**QUOTED PASSAGE:**
◇ ◇ ◇

Socket Shutdown and Rebind - How to Avoid Long Wait

Socket shutdown and rebind - How to avoid long wait?

I'm not sure how to do it in Python, but you want to set the SO_REUSEADDR socket option.

How to avoid TIME_WAIT for server sockets?

If you follow the TCP state machine diagram, you will see that it is mandatory for the socket to transition to the TIME-WAIT state if the socket initiated sending the FIN. Using shutdown(sockTX, 2) without waiting for the client's FIN does exactly that.

If you want the server to wait for the client's FIN, you block on recv() waiting for a 0 return value first. Then, you can close().

Note that unless you have duplicated the socket in some way (either with dup*() or with a fork() call), there is no need to call shutdown() if it is being immediately followed by a close(). You can just call close() (if the socket has been duplicated, the FIN will only be sent when the last copy is closed).

There is no need to shutdown() the accepting socket (sockS) at all.

So, I would change your server side to look something like the following to clean up the sockets:

while (recv(sockTX,...) > 0) {}
close(sockTX);

close(sockS);

close vs shutdown socket?

◇ ◇ ◇

**DATASET EXTRACT:**
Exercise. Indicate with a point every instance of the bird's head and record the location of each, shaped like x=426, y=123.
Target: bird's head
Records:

◇ ◇ ◇

**TASK STATEMENT:**
Reproduce the socket shutdown text in full, word for word. These lines have no connection to the text on socket shutdown.

**RESULT OF THE TASK:**
Socket Shutdown and Rebind - How to Avoid Long Wait

Socket shutdown and rebind - How to avoid long wait?

I'm not sure how to do it in Python, but you want to set the SO_REUSEADDR socket option.

How to avoid TIME_WAIT for server sockets?

If you follow the TCP state machine diagram, you will see that it is mandatory for the socket to transition to the TIME-WAIT state if the socket initiated sending the FIN. Using shutdown(sockTX, 2) without waiting for the client's FIN does exactly that.

If you want the server to wait for the client's FIN, you block on recv() waiting for a 0 return value first. Then, you can close().

Note that unless you have duplicated the socket in some way (either with dup*() or with a fork() call), there is no need to call shutdown() if it is being immediately followed by a close(). You can just call close() (if the socket has been duplicated, the FIN will only be sent when the last copy is closed).

There is no need to shutdown() the accepting socket (sockS) at all.

So, I would change your server side to look something like the following to clean up the sockets:

while (recv(sockTX,...) > 0) {}
close(sockTX);

close(sockS);

close vs shutdown socket?